** START Data shown **

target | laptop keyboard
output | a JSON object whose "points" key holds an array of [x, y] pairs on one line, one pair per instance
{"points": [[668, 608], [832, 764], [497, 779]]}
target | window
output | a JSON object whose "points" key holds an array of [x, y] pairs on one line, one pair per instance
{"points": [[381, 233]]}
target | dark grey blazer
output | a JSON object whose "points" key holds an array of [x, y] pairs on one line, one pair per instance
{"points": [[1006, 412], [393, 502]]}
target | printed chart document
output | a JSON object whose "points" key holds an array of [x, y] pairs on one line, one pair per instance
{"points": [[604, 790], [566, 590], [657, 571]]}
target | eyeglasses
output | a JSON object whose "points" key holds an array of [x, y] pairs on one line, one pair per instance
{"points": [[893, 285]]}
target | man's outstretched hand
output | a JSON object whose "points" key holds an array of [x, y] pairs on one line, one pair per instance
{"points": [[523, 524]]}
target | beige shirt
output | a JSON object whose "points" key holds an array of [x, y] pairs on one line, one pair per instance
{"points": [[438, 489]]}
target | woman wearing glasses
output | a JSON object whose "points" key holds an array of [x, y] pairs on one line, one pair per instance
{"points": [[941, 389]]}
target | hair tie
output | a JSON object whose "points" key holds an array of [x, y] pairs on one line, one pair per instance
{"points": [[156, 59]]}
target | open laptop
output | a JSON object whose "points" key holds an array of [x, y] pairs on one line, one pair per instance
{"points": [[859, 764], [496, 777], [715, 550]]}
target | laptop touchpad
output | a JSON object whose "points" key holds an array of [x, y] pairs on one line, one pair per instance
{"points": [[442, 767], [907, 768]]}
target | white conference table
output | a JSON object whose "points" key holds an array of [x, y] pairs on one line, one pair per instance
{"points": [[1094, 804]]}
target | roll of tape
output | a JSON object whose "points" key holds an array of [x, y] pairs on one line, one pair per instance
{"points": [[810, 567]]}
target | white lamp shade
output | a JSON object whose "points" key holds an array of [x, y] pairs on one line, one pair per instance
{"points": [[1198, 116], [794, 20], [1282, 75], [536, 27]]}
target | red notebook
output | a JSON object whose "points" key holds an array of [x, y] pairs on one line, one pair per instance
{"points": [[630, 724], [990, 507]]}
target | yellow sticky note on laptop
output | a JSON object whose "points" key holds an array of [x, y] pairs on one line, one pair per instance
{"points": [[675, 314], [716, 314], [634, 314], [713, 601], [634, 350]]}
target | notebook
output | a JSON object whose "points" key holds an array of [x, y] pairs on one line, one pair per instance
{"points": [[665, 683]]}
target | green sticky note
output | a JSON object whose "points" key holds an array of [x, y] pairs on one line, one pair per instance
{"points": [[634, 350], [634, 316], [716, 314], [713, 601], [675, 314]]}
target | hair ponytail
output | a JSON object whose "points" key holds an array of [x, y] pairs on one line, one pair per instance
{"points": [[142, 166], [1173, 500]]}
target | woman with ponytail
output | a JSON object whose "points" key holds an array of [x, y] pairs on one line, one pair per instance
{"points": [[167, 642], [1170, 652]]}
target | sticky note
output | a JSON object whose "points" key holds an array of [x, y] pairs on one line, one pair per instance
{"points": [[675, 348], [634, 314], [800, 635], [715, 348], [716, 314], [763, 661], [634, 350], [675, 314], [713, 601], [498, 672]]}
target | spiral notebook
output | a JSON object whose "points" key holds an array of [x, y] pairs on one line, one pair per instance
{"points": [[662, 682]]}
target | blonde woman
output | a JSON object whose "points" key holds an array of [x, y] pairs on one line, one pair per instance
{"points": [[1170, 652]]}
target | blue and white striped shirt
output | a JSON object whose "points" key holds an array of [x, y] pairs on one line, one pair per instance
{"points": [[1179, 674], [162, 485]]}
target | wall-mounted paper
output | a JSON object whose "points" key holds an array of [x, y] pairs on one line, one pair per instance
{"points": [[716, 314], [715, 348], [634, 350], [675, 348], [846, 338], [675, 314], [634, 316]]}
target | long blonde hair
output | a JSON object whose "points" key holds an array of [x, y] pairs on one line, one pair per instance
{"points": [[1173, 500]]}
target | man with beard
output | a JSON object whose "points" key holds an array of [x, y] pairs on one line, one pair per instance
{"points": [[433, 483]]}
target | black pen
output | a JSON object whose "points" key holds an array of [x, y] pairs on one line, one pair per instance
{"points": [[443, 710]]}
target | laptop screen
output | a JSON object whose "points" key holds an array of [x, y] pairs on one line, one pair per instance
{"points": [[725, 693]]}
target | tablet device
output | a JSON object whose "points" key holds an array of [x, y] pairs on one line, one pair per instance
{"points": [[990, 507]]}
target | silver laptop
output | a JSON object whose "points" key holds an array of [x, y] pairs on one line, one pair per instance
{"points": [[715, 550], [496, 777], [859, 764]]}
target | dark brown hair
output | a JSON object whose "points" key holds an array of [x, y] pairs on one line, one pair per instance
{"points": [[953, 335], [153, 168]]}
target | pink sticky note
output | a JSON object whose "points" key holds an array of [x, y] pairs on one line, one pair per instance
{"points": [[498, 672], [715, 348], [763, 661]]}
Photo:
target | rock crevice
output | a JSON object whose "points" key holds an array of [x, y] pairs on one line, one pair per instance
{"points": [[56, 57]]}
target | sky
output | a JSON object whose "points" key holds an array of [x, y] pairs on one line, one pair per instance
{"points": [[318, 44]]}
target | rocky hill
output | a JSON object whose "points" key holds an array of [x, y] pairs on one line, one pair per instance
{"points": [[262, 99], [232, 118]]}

** END Data shown **

- [Goal]: Please quote exactly the lines from the one containing "target | black pen" through the last line of the records above, both included, and nothing else.

- [Problem solution]:
target | black pen
output | a JSON object whose "points" key holds an array of [x, y] pairs on one line, one pair per instance
{"points": [[443, 710]]}
target | laptop screen
output | a JSON object whose "points" key holds an array of [x, y] pairs on one line, one pair per instance
{"points": [[725, 693]]}
target | tablet device
output | a JSON object whose "points" key holds an array of [x, y] pairs on one line, one pair per instance
{"points": [[990, 507]]}
target | silver laptop
output | a JSON object whose "points" key holds an array of [x, y] pairs on one line, one pair per instance
{"points": [[715, 550], [496, 777], [859, 764]]}
target | dark brown hair
output | a JSON object whose "points" key holds an array of [x, y] pairs on one line, one pair per instance
{"points": [[953, 335], [153, 168]]}
target | pink sticky note
output | a JSON object whose "points" key holds an array of [x, y] pairs on one line, one pair per instance
{"points": [[498, 672], [715, 348], [763, 661]]}
Photo:
target | rock crevice
output | a JSON object whose "points" key holds an array of [x, y] pairs on one line, one pair per instance
{"points": [[56, 57]]}
target | sky
output | a JSON object whose "points" key holds an array of [x, y] pairs on one line, one pair per instance
{"points": [[318, 44]]}
target | rocky hill
output | a JSON object whose "points" key holds an array of [x, y] pairs on one line, one pair per instance
{"points": [[262, 99], [232, 118]]}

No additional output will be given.